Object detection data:
§ §
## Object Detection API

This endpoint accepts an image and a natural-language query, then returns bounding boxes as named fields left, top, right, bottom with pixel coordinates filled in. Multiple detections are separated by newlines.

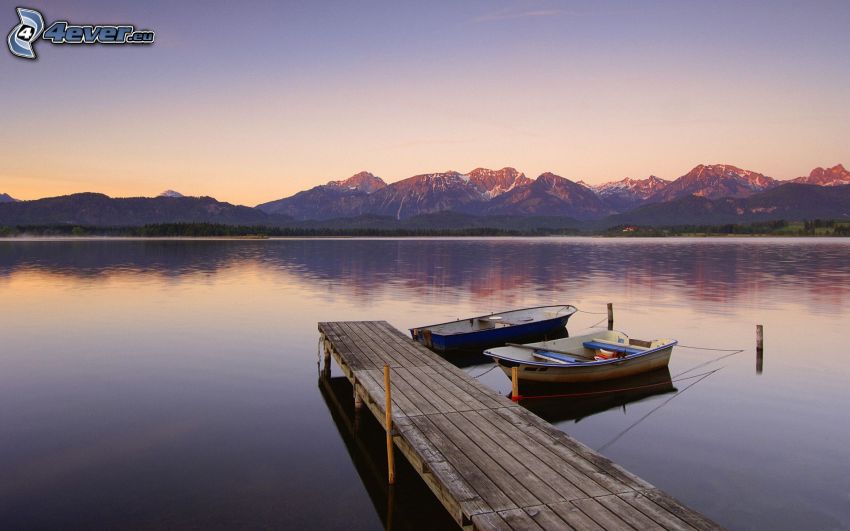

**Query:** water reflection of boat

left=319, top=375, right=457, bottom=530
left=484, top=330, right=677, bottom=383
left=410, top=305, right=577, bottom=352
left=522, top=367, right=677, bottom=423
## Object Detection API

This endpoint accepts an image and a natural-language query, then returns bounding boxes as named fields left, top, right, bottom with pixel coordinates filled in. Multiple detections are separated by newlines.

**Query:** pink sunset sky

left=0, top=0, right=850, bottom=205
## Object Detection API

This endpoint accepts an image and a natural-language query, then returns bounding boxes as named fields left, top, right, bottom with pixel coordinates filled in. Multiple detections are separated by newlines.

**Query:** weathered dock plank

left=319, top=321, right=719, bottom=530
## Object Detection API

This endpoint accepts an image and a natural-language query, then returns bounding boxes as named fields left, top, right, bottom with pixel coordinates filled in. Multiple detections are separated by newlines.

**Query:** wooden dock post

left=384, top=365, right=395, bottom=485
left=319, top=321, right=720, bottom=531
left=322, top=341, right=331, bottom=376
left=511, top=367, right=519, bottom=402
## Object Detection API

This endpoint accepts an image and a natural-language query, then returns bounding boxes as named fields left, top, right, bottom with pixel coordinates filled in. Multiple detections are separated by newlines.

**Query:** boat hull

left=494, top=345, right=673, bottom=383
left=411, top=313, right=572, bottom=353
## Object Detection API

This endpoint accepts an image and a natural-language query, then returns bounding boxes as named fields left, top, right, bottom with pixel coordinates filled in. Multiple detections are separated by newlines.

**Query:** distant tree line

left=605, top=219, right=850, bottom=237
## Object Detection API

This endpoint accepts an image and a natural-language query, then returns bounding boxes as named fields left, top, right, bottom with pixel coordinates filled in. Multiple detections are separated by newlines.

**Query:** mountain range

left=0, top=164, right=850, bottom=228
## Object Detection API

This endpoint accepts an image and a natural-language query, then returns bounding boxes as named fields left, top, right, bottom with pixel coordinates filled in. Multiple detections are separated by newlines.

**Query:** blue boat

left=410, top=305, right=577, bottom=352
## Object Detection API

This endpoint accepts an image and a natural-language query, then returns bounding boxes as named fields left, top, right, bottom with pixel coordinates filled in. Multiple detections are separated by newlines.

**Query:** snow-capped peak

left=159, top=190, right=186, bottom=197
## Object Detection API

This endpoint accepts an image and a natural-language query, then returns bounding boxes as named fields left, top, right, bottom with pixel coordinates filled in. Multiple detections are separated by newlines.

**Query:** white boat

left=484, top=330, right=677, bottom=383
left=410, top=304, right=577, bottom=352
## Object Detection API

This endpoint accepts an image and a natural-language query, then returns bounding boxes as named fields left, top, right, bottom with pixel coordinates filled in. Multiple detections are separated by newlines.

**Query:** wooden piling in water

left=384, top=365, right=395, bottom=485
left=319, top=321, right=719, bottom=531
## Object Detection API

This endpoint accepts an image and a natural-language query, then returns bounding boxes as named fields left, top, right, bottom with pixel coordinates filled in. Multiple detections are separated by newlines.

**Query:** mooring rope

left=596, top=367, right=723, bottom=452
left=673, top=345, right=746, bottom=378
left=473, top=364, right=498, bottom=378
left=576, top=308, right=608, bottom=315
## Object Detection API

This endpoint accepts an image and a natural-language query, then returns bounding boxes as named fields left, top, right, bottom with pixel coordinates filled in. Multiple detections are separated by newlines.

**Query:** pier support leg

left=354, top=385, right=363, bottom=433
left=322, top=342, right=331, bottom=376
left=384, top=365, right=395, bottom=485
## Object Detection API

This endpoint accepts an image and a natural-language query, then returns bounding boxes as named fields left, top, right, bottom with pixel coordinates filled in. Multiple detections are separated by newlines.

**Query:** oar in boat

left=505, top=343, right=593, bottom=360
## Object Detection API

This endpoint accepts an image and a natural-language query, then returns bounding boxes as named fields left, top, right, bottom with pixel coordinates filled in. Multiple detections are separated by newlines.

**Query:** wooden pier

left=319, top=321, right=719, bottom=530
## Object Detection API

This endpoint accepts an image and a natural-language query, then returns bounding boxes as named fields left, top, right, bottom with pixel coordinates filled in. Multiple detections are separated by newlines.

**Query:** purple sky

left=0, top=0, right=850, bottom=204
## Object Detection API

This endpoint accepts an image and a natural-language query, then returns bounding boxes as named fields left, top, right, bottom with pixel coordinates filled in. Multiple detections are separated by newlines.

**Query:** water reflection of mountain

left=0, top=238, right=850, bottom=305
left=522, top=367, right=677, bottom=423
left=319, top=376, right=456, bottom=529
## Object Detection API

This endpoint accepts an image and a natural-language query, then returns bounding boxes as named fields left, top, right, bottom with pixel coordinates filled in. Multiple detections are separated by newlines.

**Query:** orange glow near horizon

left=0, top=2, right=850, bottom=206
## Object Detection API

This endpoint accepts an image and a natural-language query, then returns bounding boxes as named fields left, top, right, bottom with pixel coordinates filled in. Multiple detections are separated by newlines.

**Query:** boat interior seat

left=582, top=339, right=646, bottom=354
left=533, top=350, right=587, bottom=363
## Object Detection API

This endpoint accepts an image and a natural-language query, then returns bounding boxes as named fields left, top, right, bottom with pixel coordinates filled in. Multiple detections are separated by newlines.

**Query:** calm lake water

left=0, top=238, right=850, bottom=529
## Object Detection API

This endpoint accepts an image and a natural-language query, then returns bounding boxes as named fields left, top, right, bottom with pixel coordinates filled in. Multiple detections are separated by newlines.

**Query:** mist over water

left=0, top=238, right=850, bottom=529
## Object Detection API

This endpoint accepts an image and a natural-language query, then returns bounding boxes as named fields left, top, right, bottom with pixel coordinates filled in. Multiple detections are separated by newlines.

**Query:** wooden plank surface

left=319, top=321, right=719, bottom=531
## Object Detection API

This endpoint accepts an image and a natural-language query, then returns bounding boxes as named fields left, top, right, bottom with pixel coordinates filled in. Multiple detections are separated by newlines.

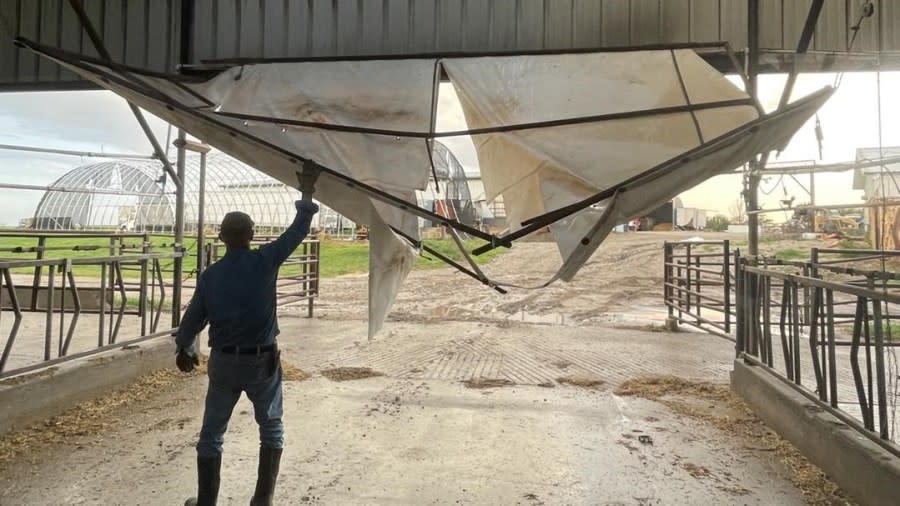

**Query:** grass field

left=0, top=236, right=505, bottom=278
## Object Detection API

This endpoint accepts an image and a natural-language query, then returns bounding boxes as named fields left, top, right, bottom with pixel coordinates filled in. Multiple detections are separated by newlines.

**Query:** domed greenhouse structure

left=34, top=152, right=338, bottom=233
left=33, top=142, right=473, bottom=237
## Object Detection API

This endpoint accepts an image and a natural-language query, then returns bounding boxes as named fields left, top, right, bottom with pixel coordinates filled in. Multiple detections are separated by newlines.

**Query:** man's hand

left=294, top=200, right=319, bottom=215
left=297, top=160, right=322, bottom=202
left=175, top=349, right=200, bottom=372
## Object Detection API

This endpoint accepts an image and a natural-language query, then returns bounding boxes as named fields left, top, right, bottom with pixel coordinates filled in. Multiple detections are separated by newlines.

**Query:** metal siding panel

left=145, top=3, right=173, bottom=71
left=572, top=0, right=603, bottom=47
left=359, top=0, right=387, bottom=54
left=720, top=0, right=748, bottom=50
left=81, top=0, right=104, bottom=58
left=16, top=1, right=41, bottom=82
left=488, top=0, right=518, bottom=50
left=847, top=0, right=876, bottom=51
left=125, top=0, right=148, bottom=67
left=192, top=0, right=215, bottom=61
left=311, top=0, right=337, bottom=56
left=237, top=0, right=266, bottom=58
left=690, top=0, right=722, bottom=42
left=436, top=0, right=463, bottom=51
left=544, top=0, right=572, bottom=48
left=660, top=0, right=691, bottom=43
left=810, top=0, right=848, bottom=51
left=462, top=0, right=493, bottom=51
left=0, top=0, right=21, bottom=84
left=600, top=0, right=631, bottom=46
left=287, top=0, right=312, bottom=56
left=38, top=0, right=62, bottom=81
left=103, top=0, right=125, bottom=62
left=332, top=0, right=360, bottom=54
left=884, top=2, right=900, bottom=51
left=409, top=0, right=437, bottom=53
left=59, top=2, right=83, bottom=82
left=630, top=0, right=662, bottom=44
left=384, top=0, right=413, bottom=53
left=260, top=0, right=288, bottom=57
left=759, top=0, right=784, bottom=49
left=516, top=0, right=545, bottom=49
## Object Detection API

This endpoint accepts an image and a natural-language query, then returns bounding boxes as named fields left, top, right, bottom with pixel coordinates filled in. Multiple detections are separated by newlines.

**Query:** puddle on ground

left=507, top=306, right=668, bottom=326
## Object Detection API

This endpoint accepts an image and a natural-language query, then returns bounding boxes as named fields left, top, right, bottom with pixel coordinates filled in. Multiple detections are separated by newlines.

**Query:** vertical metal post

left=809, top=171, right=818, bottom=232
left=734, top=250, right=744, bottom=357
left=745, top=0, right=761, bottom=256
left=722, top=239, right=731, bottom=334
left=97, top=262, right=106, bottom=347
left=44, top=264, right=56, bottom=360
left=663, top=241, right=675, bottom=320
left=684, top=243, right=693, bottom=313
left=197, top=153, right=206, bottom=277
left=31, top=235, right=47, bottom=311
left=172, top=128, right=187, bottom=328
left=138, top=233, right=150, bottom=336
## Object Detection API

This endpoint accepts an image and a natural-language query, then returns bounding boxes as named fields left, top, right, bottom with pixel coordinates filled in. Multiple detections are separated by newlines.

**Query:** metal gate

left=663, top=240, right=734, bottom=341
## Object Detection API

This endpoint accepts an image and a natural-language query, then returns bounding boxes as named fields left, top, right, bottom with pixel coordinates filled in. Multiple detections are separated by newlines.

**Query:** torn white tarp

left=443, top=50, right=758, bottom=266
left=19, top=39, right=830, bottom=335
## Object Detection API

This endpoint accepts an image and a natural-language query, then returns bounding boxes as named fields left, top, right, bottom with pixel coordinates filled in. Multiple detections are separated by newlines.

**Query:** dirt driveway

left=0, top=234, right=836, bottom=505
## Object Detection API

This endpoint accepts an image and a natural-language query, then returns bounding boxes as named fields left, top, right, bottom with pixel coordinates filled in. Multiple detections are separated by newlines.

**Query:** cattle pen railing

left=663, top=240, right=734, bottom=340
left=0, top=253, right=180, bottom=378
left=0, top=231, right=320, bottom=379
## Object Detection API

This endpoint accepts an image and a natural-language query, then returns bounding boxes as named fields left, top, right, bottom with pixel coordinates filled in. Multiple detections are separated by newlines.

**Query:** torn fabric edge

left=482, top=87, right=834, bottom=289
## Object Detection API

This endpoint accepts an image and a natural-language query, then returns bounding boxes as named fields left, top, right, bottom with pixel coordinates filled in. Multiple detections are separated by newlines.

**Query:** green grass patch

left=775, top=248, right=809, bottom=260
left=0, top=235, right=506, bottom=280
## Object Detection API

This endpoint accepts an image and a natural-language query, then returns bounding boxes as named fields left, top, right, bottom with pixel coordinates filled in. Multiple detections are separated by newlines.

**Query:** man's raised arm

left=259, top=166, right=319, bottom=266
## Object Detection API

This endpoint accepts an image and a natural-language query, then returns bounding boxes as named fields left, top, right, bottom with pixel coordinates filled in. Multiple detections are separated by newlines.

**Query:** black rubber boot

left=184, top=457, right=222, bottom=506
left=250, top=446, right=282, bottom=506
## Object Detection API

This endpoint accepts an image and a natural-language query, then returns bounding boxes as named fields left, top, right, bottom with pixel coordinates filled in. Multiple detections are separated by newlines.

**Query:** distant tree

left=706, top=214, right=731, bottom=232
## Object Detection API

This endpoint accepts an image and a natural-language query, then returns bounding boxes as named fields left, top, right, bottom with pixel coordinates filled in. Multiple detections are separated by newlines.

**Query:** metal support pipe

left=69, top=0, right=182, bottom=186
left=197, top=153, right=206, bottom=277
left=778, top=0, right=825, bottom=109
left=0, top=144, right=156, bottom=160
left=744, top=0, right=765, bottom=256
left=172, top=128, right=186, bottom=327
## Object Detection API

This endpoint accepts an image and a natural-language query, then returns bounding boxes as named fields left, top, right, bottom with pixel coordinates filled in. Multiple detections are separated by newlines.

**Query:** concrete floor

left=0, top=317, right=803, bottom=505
§ §
• [SHORT TASK]: Convert the items, from the start up to and including the line with "left=605, top=219, right=850, bottom=237", into a JSON list of strings with one string per line and no blank lines. Leave the pictures out.

• [EXERCISE SOLUTION]:
[
  "## Object Detection API",
  "This endpoint accepts an image and a natural-language query, then returns bounding boxes as named fields left, top, right, bottom with pixel coordinates filled in. Multiple detections are separated by newlines.",
  "**Query:** water reflection of boat",
  "left=319, top=375, right=457, bottom=530",
  "left=484, top=330, right=677, bottom=383",
  "left=410, top=305, right=577, bottom=352",
  "left=522, top=367, right=677, bottom=423",
  "## Object Detection API",
  "This endpoint accepts an image and a natural-language query, then returns bounding boxes as named fields left, top, right, bottom with pixel coordinates filled in. Multiple detections are separated by newlines.",
  "**Query:** pink sunset sky",
  "left=0, top=0, right=850, bottom=205",
  "## Object Detection API",
  "This endpoint accepts an image and a natural-language query, then returns bounding boxes as named fields left, top, right, bottom with pixel coordinates filled in. Multiple detections are separated by newlines.",
  "**Query:** weathered dock plank",
  "left=319, top=321, right=719, bottom=530",
  "## Object Detection API",
  "This endpoint accepts an image and a natural-language query, then returns bounding boxes as named fields left, top, right, bottom with pixel coordinates filled in. Multiple detections are separated by newlines.",
  "**Query:** wooden dock post",
  "left=384, top=365, right=395, bottom=485",
  "left=319, top=321, right=720, bottom=531",
  "left=322, top=341, right=331, bottom=376",
  "left=511, top=367, right=519, bottom=402",
  "## Object Detection API",
  "This endpoint accepts an image and a natural-language query, then returns bounding boxes as named fields left, top, right, bottom with pixel coordinates filled in. Multiple detections are separated by newlines.",
  "**Query:** boat hull",
  "left=494, top=345, right=673, bottom=383",
  "left=411, top=313, right=572, bottom=353",
  "## Object Detection API",
  "This endpoint accepts an image and a natural-language query, then returns bounding boxes as named fields left, top, right, bottom with pixel coordinates filled in. Multiple detections are separated by newlines.",
  "**Query:** distant tree line",
  "left=605, top=219, right=850, bottom=237"
]